### Selected excerpt
The Value of College Fairs

I just love college fairs! Recently (April 20th) I attended a US college fair in Mumbai with admissions representatives from Case Western University, University of North Carolina, University of Virginia, Emory and New York University. What I love about these fairs is that the reps are so friendly, approachable and eager to help. They have been sent to India by the colleges they represent, specifically to share information about their programs, answer your questions and cultivate relationships with schools and individual students who can help them attract the student body they seek. Their only agenda here is to be helpful! 

This is a breath of fresh air for many students and parents feel overwhelmed by mountains of information and procedures as they prepare for the application process. The fairs help to put a face to the place and can remind families why they are jumping through the arduous hoops required for application.

At today’s fair each representative spoke individually for about 10 minutes about their college and then they opened the forum to answer questions from attendees. In this setting, the differences between their colleges emerged. One distinction that stood out was the entry point for students – for example at UVA and Emory, students do not enter with a declared major or field of study. Whereas at NYU, students must choose a particular college when they apply – e.g.  you enter the college of engineering or business as a first year student. The chance to ask a panel of five representatives the same questions and ponder their different answers really brought home the importance of understanding the nuances of each program.

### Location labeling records
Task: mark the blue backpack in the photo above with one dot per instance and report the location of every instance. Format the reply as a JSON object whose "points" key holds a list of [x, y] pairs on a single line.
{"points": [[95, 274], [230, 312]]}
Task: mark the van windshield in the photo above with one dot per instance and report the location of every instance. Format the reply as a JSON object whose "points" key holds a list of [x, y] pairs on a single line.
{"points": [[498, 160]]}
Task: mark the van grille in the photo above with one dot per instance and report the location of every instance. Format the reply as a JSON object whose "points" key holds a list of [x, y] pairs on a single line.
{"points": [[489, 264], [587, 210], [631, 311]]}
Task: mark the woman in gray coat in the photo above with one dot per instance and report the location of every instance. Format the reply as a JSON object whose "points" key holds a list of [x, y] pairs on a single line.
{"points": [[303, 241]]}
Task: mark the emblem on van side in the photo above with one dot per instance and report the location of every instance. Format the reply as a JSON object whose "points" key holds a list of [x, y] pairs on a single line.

### Stated problem
Can you retype everything in the piece on college fairs from "The Value of" down to "to be helpful!"?

### Problem solution
The Value of College Fairs

I just love college fairs! Recently (April 20th) I attended a US college fair in Mumbai with admissions representatives from Case Western University, University of North Carolina, University of Virginia, Emory and New York University. What I love about these fairs is that the reps are so friendly, approachable and eager to help. They have been sent to India by the colleges they represent, specifically to share information about their programs, answer your questions and cultivate relationships with schools and individual students who can help them attract the student body they seek. Their only agenda here is to be helpful!